-------- GIVEN TEXT
# JNAT review - Karasu rock



## Darkhoek (Mar 11, 2011)

I did this test a while ago, but never got to do the write-up. Well here it is for any interested rockhounds out there. I'll gladly take any inputs on what mine this stone might be.

http://*****************.com/2011/03/nakayama-karasu-lot-of-power-in-small.html

DarkhoeK


----------



## riverie (Mar 11, 2011)

Thank you D. Very informative as always.


----------



## JBroida (Mar 11, 2011)

another great review


----------



## Cipcich (Mar 11, 2011)

I'm still analyzing the photos . . .


----------



## Darkhoek (Mar 11, 2011)

cipcich said:


> i'm still analyzing the photos . . .


 


DarkHOeK


----------



## maxim (Mar 11, 2011)

Thanks Harald ! Another good review that stone look amazing


----------



## Dave Martell (Mar 11, 2011)

cipcich said:


> i'm still analyzing the photos . . .


 
lol


----------



## Darkhoek (Mar 11, 2011)

maxim said:


> Thanks Harald ! Another good review that stone look amazing


 
It is a great stone. But like most of my really good finishers, it is very thin, which is probably the only reason I can afford it  This is one of those stones I really would like in full size, but wife says I still need my car, so for now it is out of reach 

Thanks everyone for your comments and interest in my blog.

DarkHOEk


----------



## maxim (Mar 11, 2011)

Cipcich said:


> I'm still analyzing the photos . . .


 
Ohrr i just get it now...... LOL


----------



## SpikeC (Mar 11, 2011)

Just replace your car with a moto of some sort and yer golden!


----------



## maxim (Mar 11, 2011)

Cipcich said:


> I'm still analyzing the photos . . .


 
Ohrr i just get it now  ...... LOL


----------



## DrNaka (Mar 12, 2011)

Nice review of your Karasu Harald-san.

Two comments about your review:

1. There is rumor that some sellers just stamp Nakayama and there are fake Nakayama stones in the market.

But I have another view of it.
About 10 years ago carpenters of kezukro-kai found that hard and fine Nakayama are best to their planes wich they use for competition.
Here some pictures of the competition:















Many carpenters bought Nakayama stones which give a keen edge on their planes.

Price of Nakayama stones went up and the quality of the remained stones went down.
----------------
-------- LISTED RECORDS
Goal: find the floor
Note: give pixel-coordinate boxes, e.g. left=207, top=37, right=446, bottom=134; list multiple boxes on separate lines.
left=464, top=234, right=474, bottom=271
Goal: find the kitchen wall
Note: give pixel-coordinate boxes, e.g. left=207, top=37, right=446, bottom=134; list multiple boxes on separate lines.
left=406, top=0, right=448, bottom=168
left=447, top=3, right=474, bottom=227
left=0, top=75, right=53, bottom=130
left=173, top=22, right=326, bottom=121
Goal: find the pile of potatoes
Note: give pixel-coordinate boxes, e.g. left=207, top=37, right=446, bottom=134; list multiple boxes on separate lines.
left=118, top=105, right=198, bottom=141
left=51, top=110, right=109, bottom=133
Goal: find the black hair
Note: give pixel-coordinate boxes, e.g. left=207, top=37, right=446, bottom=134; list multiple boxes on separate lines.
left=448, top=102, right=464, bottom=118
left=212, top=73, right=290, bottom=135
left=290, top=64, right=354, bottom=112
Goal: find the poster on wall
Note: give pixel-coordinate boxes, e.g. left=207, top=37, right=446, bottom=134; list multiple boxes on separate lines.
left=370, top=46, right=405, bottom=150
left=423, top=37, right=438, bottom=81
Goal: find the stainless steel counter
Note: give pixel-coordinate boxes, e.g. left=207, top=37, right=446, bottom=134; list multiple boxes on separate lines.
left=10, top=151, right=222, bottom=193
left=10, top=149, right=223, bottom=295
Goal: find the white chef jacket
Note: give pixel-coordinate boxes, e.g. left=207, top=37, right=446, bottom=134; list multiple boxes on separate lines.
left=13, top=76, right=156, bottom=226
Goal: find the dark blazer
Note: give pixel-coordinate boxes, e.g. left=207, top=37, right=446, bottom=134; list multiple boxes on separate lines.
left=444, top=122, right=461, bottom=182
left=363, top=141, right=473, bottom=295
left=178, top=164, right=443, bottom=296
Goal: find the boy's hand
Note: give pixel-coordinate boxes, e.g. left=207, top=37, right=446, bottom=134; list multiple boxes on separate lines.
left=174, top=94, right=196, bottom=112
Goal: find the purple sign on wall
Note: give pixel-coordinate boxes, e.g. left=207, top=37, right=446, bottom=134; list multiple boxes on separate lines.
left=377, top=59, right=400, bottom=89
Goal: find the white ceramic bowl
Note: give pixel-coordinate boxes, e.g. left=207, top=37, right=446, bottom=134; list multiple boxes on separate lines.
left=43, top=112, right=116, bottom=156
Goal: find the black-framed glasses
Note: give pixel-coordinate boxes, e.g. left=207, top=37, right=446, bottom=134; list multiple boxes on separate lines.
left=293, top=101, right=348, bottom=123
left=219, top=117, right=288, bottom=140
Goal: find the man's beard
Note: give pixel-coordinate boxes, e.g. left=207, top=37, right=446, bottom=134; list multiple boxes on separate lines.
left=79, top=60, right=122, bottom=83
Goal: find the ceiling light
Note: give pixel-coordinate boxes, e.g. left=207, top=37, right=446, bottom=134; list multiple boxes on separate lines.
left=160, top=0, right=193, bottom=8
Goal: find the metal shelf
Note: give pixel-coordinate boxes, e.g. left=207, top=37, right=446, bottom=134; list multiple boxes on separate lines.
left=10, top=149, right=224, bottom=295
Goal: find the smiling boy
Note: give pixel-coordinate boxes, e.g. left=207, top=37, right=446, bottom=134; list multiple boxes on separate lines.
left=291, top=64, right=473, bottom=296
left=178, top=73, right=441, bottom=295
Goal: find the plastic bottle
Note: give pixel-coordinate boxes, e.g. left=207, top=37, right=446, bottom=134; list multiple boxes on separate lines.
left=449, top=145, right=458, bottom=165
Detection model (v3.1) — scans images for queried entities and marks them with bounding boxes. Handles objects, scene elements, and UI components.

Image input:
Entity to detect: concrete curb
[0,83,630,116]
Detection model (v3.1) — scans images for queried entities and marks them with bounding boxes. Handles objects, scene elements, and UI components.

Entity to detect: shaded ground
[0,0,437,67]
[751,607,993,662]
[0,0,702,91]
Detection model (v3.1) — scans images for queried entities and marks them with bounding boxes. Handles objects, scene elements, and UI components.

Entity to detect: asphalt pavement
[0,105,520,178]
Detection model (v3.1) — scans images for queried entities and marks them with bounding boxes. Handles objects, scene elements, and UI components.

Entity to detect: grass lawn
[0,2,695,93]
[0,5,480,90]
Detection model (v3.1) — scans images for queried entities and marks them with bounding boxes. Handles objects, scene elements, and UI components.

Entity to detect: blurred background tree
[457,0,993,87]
----------------
» **TO BE DONE**
Carry on the Karasu stone thread from its last sentence. The lines stand apart from the Karasu stone thread.

» **THE RESPONSE**
Only the hype that Nakayama stones are good remained. 

I think the Nakayama stones which are sold now are real Nakayama stones but just left over of the very good stones.
I think you could find a very good Nakayama because it was thin.
I write about thin stones in the next comment.

2. About thin stones
Many Jnats stone collectors with experience in Japan are looking for thin stones.
Not because thinner stones are cheaper.
The chance you find a gem stone is bigger.
The logic is that smaller sediment will take longer time to grow. 
If you know about terminal velocity you will know that settling velocity goes down when the particle is smaller.
So the layer of very fine stones are thinner.


----------



## Darkhoek (Mar 12, 2011)

DrNaka said:


> Nice review of your Karasu Harald-san.
> 
> Two comments about your review:
> 
> ...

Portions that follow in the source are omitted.